* _The exercise_
Put the lines of the records into a JSON list of strings, one string per line and no blank lines, covering everything from the line that contains "Note: one point per instance of the car windshield, never" down to the end of the records.

Records from a point labeling set:
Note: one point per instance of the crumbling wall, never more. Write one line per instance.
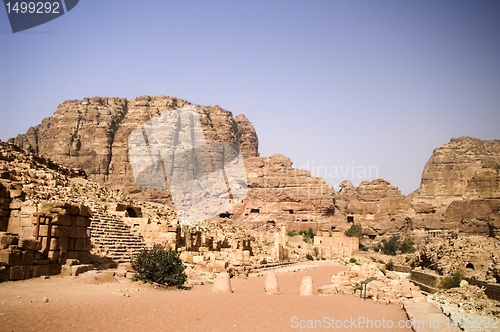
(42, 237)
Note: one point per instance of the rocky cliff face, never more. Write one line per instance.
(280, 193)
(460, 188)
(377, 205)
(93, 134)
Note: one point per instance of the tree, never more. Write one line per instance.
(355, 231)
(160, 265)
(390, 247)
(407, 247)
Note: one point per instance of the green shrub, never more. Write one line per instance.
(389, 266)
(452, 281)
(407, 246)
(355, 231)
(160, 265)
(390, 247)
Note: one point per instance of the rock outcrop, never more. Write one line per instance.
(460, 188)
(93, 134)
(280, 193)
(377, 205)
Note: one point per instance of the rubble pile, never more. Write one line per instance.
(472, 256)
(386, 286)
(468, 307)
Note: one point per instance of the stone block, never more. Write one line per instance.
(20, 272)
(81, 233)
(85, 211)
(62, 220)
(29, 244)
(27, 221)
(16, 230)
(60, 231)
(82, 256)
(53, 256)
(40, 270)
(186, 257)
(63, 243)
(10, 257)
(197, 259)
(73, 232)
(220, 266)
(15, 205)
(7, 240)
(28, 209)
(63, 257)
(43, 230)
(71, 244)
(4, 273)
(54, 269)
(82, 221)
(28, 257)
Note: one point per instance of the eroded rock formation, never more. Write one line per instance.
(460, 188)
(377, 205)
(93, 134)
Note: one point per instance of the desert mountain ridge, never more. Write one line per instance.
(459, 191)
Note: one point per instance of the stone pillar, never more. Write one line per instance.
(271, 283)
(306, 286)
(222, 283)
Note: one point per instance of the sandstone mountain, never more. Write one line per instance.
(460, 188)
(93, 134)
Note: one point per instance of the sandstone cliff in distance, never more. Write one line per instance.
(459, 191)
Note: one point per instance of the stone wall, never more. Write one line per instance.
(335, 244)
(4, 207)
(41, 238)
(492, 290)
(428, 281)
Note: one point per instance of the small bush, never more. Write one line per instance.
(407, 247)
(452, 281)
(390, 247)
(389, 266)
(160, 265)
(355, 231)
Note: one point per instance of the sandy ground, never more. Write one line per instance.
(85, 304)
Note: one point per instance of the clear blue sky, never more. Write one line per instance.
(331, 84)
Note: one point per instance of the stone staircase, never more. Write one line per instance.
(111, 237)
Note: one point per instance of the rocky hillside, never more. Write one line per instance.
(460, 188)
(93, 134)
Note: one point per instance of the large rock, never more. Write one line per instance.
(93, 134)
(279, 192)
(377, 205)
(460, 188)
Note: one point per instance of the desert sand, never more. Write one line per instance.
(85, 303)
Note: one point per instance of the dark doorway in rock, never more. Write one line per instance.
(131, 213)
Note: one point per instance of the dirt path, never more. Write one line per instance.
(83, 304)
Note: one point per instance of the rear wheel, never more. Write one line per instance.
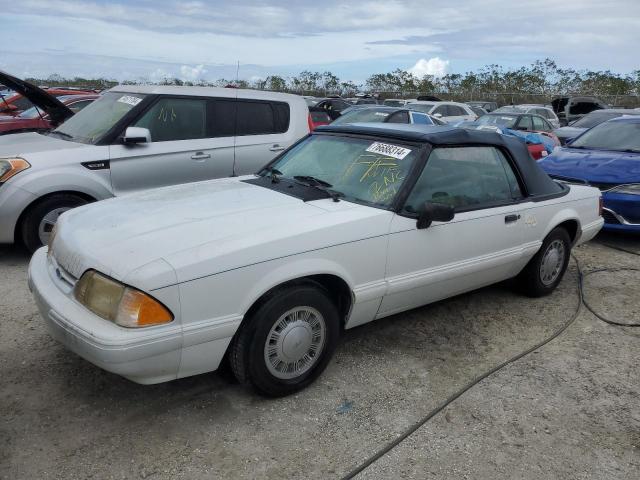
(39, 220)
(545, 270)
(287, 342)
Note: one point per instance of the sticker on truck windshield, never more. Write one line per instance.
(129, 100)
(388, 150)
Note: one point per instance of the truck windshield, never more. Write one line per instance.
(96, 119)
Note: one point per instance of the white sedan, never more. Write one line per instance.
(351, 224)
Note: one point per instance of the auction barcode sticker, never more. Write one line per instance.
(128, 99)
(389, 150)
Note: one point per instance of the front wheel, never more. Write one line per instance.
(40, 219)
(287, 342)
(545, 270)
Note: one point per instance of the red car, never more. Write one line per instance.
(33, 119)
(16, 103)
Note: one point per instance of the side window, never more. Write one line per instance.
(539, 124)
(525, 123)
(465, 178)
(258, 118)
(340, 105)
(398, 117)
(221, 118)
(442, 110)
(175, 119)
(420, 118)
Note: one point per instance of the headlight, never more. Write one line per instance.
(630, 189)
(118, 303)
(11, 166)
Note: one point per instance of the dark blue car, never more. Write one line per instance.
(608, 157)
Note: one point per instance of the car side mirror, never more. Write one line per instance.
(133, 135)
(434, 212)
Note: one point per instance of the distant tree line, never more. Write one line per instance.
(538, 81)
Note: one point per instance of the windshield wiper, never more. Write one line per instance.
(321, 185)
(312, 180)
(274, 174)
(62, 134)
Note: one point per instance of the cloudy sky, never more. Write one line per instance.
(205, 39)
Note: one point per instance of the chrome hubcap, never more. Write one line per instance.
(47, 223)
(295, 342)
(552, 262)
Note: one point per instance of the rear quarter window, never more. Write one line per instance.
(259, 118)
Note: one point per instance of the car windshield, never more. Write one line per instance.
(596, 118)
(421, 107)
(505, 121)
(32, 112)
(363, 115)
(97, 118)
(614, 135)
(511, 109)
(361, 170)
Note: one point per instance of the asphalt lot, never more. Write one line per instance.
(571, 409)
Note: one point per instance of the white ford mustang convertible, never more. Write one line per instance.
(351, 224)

* _Exercise response_
[
  "Note: one point per instance of the car windshield, never more. Write one line per instance.",
  "(596, 118)",
  "(421, 107)",
  "(505, 121)",
  "(32, 112)",
  "(363, 115)",
  "(97, 118)",
  "(614, 135)",
  "(511, 109)",
  "(361, 170)",
  "Note: one point per instance of the asphalt lot, never more. Write one line per instance.",
  "(571, 409)",
  "Note: one point per instance of the white ford mustang convertible, never more. Write one line per instance.",
  "(351, 224)"
]